### TEXT
[Start of Attachment]
While Senate Bill 10 did indeed pass into law, it is not effective until October of 2019. Until then, our money bail system remains in full force and effect and In re Kenneth Humphrey (2018) 19 Cal.App.5th 1006 (review granted May 23, 2018) remains good law.
One of the more important holdings from In re Kenneth Humphrey is that the judge must consider, in setting bail, “a defendant’s ability to pay” and this “must be based on factors related to the individual defendant’s circumstance.” Humphrey, at 1041.
In evaluating the individual defendant’s circumstance, what can be considered? Just available funds? Can it consider an individual’s ability to raise money from friends or “clients,” for example?
This issue was examined in the case of In re William Avignone (2018 DJDAR 8223), following a successful motion to withdraw a plea in People v. William Avignone, wherein Mr. Avignone pled in the open and the judge denied him probation and instead sentenced him to five years and four months in county jail (not state prison) for various felony grand theft charges. The maximum prison sentence on the case was fifteen years and four months.
[End of Attachment]
### INFORMATION PROVIDED
[Start of Attachment]
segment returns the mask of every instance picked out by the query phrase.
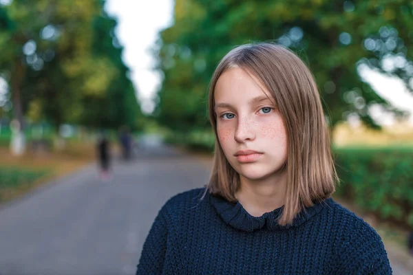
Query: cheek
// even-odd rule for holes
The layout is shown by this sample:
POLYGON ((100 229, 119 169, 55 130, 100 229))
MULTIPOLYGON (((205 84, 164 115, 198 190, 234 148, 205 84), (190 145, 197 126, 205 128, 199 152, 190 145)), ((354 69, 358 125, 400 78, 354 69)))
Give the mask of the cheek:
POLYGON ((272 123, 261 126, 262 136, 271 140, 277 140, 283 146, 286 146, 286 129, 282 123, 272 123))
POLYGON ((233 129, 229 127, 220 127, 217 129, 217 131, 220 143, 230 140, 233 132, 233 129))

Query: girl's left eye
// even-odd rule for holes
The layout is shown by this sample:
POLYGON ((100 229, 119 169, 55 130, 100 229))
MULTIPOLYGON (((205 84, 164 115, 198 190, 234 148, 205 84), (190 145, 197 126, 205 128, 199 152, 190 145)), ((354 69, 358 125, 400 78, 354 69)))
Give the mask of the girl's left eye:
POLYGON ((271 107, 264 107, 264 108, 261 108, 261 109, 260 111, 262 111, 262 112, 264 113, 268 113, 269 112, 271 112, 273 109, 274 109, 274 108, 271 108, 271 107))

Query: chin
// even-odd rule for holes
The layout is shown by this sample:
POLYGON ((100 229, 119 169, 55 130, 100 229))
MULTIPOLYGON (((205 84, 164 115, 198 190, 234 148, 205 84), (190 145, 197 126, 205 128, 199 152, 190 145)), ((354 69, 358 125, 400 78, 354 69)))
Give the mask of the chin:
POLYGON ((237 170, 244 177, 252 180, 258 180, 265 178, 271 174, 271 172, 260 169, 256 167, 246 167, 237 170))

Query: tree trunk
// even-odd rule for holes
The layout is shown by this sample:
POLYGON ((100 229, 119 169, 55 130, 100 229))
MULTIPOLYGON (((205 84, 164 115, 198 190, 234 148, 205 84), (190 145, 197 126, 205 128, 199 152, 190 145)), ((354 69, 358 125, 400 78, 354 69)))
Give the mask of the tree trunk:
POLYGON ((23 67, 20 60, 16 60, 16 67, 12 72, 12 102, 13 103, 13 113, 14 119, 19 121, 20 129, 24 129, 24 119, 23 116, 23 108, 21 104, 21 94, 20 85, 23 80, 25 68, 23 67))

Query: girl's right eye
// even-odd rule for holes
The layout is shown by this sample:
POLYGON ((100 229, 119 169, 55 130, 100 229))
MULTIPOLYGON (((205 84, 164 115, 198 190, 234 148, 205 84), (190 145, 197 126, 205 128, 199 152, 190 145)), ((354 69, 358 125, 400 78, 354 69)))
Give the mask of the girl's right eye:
[End of Attachment]
### TASK TO CARRY OUT
Reproduce word for word the part of the text on California bail law starting with "While Senate Bill" and going on through "Humphrey, at 1041.".

### YOUR SOLUTION
While Senate Bill 10 did indeed pass into law, it is not effective until October of 2019. Until then, our money bail system remains in full force and effect and In re Kenneth Humphrey (2018) 19 Cal.App.5th 1006 (review granted May 23, 2018) remains good law.
One of the more important holdings from In re Kenneth Humphrey is that the judge must consider, in setting bail, “a defendant’s ability to pay” and this “must be based on factors related to the individual defendant’s circumstance.” Humphrey, at 1041.